Data extracted from a collection:
>>>>>
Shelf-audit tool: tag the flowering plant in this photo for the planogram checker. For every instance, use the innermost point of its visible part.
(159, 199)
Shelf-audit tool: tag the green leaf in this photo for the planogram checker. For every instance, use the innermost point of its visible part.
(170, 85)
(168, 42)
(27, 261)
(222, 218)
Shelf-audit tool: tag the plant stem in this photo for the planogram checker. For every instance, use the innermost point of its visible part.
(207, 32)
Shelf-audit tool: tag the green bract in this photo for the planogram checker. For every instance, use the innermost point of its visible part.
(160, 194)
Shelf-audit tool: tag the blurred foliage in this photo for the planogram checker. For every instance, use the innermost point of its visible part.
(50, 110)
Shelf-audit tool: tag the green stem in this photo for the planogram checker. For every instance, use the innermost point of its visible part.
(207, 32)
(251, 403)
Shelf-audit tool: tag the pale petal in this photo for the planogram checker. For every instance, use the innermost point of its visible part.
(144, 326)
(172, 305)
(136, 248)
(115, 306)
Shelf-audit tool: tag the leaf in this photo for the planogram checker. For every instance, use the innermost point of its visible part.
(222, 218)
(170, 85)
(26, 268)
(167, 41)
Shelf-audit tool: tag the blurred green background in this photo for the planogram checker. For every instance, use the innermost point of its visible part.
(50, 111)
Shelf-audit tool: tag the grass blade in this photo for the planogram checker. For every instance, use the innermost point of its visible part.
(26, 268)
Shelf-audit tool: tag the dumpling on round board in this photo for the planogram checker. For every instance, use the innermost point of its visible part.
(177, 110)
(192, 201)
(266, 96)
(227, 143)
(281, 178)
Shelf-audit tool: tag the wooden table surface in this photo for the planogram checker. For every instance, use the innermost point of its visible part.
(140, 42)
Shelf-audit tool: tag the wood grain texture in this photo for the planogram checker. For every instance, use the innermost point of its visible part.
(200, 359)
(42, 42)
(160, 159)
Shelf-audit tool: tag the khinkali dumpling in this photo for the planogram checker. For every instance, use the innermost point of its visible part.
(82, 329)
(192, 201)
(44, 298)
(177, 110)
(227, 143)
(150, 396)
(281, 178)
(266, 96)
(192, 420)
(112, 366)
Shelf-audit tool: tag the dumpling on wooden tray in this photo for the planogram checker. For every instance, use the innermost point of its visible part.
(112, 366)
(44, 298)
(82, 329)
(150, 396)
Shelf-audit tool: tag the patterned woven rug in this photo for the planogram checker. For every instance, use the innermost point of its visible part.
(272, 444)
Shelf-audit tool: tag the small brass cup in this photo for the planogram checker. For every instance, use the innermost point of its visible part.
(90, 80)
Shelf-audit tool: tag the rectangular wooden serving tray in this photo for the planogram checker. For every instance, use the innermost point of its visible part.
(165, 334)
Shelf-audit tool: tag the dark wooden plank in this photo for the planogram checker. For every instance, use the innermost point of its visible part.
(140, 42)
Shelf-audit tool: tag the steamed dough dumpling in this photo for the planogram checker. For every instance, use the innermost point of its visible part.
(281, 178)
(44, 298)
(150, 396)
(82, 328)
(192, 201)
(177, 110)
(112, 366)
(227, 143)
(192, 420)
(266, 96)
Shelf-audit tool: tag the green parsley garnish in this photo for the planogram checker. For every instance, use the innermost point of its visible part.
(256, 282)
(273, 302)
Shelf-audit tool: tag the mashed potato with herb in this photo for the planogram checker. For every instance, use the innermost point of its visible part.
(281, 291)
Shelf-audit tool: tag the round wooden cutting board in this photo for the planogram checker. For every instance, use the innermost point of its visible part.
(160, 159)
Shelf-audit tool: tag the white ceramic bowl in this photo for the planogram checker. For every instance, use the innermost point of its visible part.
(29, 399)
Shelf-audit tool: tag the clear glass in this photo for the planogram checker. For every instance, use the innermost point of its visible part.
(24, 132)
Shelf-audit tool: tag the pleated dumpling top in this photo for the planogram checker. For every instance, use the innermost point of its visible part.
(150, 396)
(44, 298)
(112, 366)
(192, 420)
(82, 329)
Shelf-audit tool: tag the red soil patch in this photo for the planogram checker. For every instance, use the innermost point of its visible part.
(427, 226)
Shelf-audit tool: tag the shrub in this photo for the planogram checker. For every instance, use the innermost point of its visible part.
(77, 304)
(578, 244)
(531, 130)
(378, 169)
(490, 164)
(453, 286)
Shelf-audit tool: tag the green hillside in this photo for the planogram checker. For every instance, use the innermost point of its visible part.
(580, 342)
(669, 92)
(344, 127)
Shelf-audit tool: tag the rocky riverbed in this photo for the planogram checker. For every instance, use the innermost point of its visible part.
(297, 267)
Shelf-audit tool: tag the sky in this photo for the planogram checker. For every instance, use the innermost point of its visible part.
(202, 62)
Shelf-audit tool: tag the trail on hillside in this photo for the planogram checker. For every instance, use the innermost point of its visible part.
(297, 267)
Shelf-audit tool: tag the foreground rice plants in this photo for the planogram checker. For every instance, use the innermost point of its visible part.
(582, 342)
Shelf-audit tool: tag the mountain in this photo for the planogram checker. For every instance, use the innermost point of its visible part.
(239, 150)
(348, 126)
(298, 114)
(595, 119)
<<<<<
**Exercise details**
Reproduce each line of the data without any change.

**Response for this exercise**
Shelf-audit tool: tag the flowering plant in this photo for the planogram checker. For every instance, use the innermost point of its visible part.
(159, 199)
Shelf-audit tool: tag the green leaf in this photo for the planogram checker. For every instance, use the innermost point of its visible part.
(170, 85)
(168, 42)
(27, 261)
(222, 218)
Shelf-audit tool: tag the plant stem in this photo for the planogram checker. For every instance, use the innermost point of its visible part.
(207, 32)
Shelf-audit tool: tag the green bract in this photo for the planogram checker. For every instance, use the innermost point of its visible part.
(160, 194)
Shelf-audit tool: tag the blurred foliage in this photo for the planogram checker. For every instance, use the innermost point of its visible part.
(50, 110)
Shelf-audit tool: tag the green stem in this photo for the planogram checker. For every instance, use the innermost point of its visible part.
(207, 32)
(251, 403)
Shelf-audit tool: tag the pale petal in this photo for the planogram checker. For every instance, use the innermost point of its visible part.
(144, 326)
(172, 305)
(136, 248)
(115, 306)
Shelf-audit tool: tag the leaf in this photo for the planogram checker. For every instance, use the innermost point of its visible part.
(222, 218)
(170, 85)
(26, 268)
(167, 41)
Shelf-audit tool: tag the blurred green background in this photo for the planogram checker. For every instance, use the innermost point of its visible part.
(50, 111)
Shelf-audit tool: tag the grass blade in this photo for the planogram checker. For every instance, use the innermost point of its visible part.
(26, 268)
Shelf-audit tool: tag the dumpling on round board in this photo for the planogram checker. For every instance, use the innermost point of its visible part.
(177, 110)
(192, 201)
(266, 96)
(227, 143)
(281, 178)
Shelf-audit tool: tag the wooden table surface in this photo for the planogram checker. For every instance, use the innermost point of its visible part.
(140, 42)
Shelf-audit tool: tag the wood grain texture in this photo for the planogram checker. For every instance, use the innermost point of its visible part.
(200, 359)
(42, 42)
(160, 159)
Shelf-audit tool: tag the khinkali dumpling in this photo for the planogram checker. For every instance, use the innermost point of its visible part.
(82, 329)
(192, 201)
(44, 298)
(177, 110)
(227, 143)
(150, 396)
(281, 178)
(266, 96)
(192, 420)
(112, 366)
Shelf-audit tool: tag the dumpling on wooden tray in this photo for the planogram checker. For every instance, use the innermost point of its visible part.
(112, 366)
(44, 298)
(82, 329)
(150, 396)
Shelf-audit tool: tag the patterned woven rug in this photo for the planogram checker. For every instance, use the innermost point of its visible part.
(272, 444)
Shelf-audit tool: tag the small brass cup in this photo for the planogram checker. For every instance, use the innermost point of its visible part.
(90, 80)
Shelf-audit tool: tag the rectangular wooden serving tray in this photo for the planogram checker. For every instance, use the innermost point of its visible part.
(165, 334)
Shelf-audit tool: tag the dark wooden plank in this photo for the planogram checker. For every instance, use the innermost point of its visible part.
(140, 42)
Shelf-audit tool: tag the steamed dough dumpling in this photo for the planogram checker. For every instance, use the innermost point of its visible part.
(281, 178)
(44, 298)
(150, 396)
(82, 328)
(192, 201)
(177, 110)
(112, 366)
(227, 143)
(192, 420)
(266, 96)
Shelf-audit tool: tag the green parsley garnish in this photo for the planogram checker. For every instance, use the innermost point of its visible part.
(256, 282)
(273, 302)
Shelf-audit tool: tag the mashed potato with herb in this photo for the planogram checker. For every instance, use the innermost point of its visible part.
(281, 291)
Shelf-audit tool: tag the round wooden cutting board in this photo for the planogram checker. For every instance, use the innermost point of its visible part.
(160, 159)
Shelf-audit tool: tag the white ceramic bowl in this photo for the planogram checker. For every instance, use the innermost point of its visible part.
(29, 399)
Shelf-audit tool: tag the clear glass in this photo for the planogram checker. For every instance, use the innermost point of its visible part.
(24, 132)
Shelf-audit tool: tag the pleated dumpling top in this photo for the planogram checker. For every instance, use the innermost point of its visible part.
(150, 396)
(44, 298)
(112, 366)
(192, 420)
(82, 329)
Shelf-audit tool: tag the red soil patch in this photo for the planogram checker. For every instance, use the innermost point of its visible part.
(427, 226)
Shelf-audit tool: tag the shrub in this photo for the planogram checker. For every instance, use the innermost point of its visible part.
(77, 304)
(578, 244)
(531, 130)
(378, 169)
(490, 164)
(453, 286)
Shelf-audit tool: tag the green hillside in this photo for the planogram checker. For every instance, use the innermost point of its visible part.
(580, 342)
(669, 92)
(344, 127)
Shelf-audit tool: tag the rocky riverbed in this photo for the planogram checker. For every instance, use the innermost point of its visible part.
(297, 267)
Shelf-audit tool: tag the sky in this photo for the planogram checker. For every instance, use the innermost point of its visible part.
(202, 62)
Shelf-audit tool: tag the trail on hillside in this photo for the planogram checker. For every instance, use the innermost point of its visible part.
(297, 267)
Shelf-audit tool: tag the foreground rice plants in this photo for the planogram checker. For every instance, use the innermost point of its visible part.
(582, 342)
Shelf-audit tool: tag the mountain in this photo for the planogram checker. For every instance, use the innermost point of its visible part.
(239, 150)
(348, 126)
(298, 114)
(595, 119)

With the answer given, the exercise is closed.